:: Image-grounded pointing data ::
* * * * * * *

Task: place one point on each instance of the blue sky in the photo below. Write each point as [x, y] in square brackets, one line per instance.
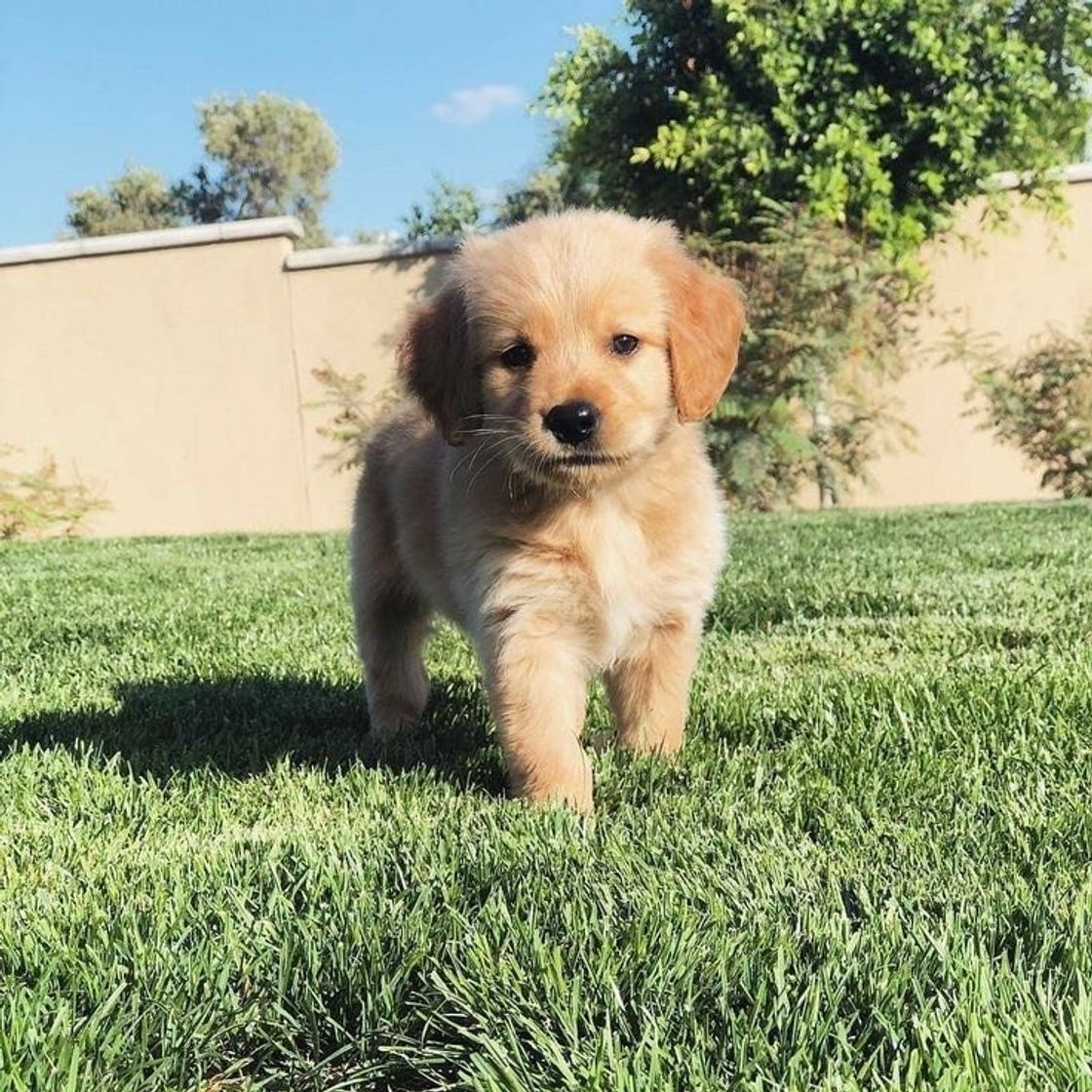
[410, 89]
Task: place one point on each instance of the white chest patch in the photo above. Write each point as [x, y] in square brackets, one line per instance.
[628, 590]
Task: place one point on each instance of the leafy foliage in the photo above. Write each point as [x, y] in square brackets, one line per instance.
[35, 502]
[807, 406]
[549, 189]
[354, 414]
[267, 156]
[1043, 406]
[879, 114]
[448, 211]
[137, 200]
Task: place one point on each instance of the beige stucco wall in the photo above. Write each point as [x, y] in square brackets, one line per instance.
[176, 379]
[1012, 285]
[165, 379]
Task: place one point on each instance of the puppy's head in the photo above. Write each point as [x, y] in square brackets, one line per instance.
[570, 345]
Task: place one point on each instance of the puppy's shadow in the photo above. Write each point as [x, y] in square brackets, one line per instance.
[244, 725]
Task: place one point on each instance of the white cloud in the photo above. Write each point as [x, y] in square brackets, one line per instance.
[472, 105]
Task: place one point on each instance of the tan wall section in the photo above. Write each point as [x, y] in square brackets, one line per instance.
[1013, 285]
[174, 370]
[347, 317]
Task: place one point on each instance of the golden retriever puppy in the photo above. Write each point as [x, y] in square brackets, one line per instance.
[551, 492]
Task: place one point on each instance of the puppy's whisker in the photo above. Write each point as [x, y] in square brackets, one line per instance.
[473, 454]
[497, 448]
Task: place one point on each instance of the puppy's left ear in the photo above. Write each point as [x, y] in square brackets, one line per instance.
[435, 362]
[704, 322]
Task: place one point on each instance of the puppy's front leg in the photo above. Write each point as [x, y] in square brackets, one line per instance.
[538, 689]
[648, 688]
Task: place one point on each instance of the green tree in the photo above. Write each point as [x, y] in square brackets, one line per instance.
[270, 157]
[448, 211]
[137, 200]
[266, 156]
[1042, 403]
[546, 190]
[828, 315]
[880, 115]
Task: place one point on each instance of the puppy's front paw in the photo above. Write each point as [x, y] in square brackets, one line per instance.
[390, 719]
[567, 783]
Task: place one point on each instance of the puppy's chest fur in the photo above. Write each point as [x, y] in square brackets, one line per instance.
[604, 571]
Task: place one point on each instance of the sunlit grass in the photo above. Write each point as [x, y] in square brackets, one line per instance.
[872, 867]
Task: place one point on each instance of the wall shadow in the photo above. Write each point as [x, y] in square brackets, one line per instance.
[244, 725]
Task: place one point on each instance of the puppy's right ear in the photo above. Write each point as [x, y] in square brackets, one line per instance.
[434, 361]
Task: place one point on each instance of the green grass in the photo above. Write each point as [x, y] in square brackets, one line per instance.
[872, 867]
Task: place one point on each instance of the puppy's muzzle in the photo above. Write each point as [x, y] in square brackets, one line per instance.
[572, 423]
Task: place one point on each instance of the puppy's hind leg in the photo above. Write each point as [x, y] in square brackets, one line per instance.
[391, 618]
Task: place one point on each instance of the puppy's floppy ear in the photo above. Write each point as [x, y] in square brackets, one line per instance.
[435, 362]
[704, 321]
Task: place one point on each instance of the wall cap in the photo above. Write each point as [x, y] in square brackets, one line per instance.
[1011, 179]
[324, 256]
[161, 239]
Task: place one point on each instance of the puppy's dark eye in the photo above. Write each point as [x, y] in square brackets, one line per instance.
[518, 356]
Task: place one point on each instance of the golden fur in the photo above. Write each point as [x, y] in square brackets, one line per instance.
[558, 561]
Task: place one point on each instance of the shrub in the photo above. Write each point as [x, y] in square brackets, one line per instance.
[808, 404]
[33, 502]
[354, 414]
[1042, 404]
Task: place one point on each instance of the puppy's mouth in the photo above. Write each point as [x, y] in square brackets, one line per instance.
[588, 458]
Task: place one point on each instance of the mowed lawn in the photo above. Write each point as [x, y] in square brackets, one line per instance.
[871, 868]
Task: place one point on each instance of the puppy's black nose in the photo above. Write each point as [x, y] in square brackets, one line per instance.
[573, 421]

* * * * * * *

:: Required work ::
Retype every entry exactly, but keep the pictures out of your copy.

:: Final answer ::
Task: place one point on each instance of the blue sky in the photo below. Write each point as [x, y] in square brackets, one line per instance.
[410, 89]
Task: place one point on each instance of the white chest patch in the photo above. Write each point as [x, y] in square brackets, one line per instance.
[628, 590]
Task: place one point on each instance of the leafy foliage in the photo above. Write each point as [x, y] in square brackets, one line per instance.
[35, 502]
[807, 406]
[549, 189]
[354, 414]
[267, 156]
[1043, 406]
[879, 114]
[448, 211]
[137, 200]
Task: place one point on each instance of the beige stucco wall in the photo above. Write each point as [x, y] in square brackets, one line per instance.
[176, 379]
[1012, 285]
[165, 379]
Task: place one point on each instance of the puppy's head in the photo above. Write each point as [x, y] in square brackets, one line per instance.
[570, 345]
Task: place one point on each instance of the puppy's shadow in the photo above. Write each point as [x, y] in square brackets, one line per instance.
[244, 725]
Task: place one point on each instance of the white cloud in the photo above. Write each point as [x, y] in square brackets, one line per instance.
[472, 105]
Task: place one point on each instance of the tan wall section in the photo above. Write each point as [x, y] in square brackets, one line per instance.
[1013, 285]
[174, 370]
[347, 317]
Task: place one point on each instance of the golden retriever puppy in the photo above. Write each point as [x, y] in square brackets, one line per instance.
[551, 492]
Task: place one point on each instance of the puppy's whisker in the photo above. Write each point as [x, y] in square brackets, one line per instance.
[473, 454]
[497, 448]
Task: place one point on each instance of the puppy's left ear in the photo above. Write each point as [x, y] in square brackets, one line per instance.
[435, 362]
[704, 322]
Task: place one point on each instance of the puppy's front leg in the photo above. Write each point as [x, y] in square brackets, one line per instance.
[538, 689]
[648, 688]
Task: place one point on each instance of the green tree in the photo above. Write each point as [x, y] in square brackets, one line per instance.
[270, 157]
[448, 211]
[137, 200]
[266, 156]
[1042, 403]
[546, 190]
[828, 315]
[880, 115]
Task: place one point on each instance of the puppy's front paw in the photo above. Write each point as [x, y] in square brackets, one line per instance.
[390, 719]
[567, 783]
Task: place one point on each instance of the puppy's chest fur in the photo above. Write each point as [x, y] in square brackets, one line per instance.
[604, 571]
Task: place one point on each instance of the sunlit grass in the photo above. Write each point as [x, y] in square brackets, one line per instance.
[872, 867]
Task: place one point on each instance of the wall shadow in the photo above. Write each point as [x, y] in square brackets, one line per instance.
[244, 725]
Task: place one point on each instance of the puppy's right ear in the photo above. Write each point as [x, y] in square brackets, one line per instance.
[434, 361]
Task: place one point on each instance of the green grass in the photo above. Write each point as [x, y] in square brackets, one line per instance.
[872, 867]
Task: place one point on each instance of the puppy's muzzle in the photo above. Write each point as [x, y] in square brackets, one line per instance.
[572, 423]
Task: place one point on each instance of the puppy's hind leg in the photo above. Write each point as [x, y] in square brackets, one line per instance.
[391, 618]
Task: place one point on each instance of the puppy's floppy ear in the photo above. Write each point as [x, y] in square brackets, one line per instance.
[435, 362]
[704, 321]
Task: place one point on each instance of the wall cap in the photo above. Write each point as [x, y] in square brackets, one line per instance.
[1011, 179]
[324, 256]
[161, 239]
Task: place one point on each instance of the puppy's dark eye in the photo above. Write each point as [x, y] in square brackets, one line per instance.
[518, 356]
Task: place one point on each instance of the golden fur in the photo above. Write each point as [x, y] in square brackets, one line per instance.
[558, 561]
Task: place one point on each instance of the shrub in the photo above. Write each point as [x, y] in square brackets, one line per instance.
[808, 404]
[33, 502]
[354, 414]
[1042, 404]
Task: place one point on each instance of the puppy's mouth in the photo above. Write each point as [x, y] in square brackets, one line per instance.
[588, 458]
Task: place one point on each instance of the mowed lawn in the photo above. Write each point as [x, y] in square brackets, one line per instance.
[871, 868]
Task: place one point on each instance of the puppy's black nose in the photo above. Write each point as [x, y] in square brackets, one line per instance.
[573, 421]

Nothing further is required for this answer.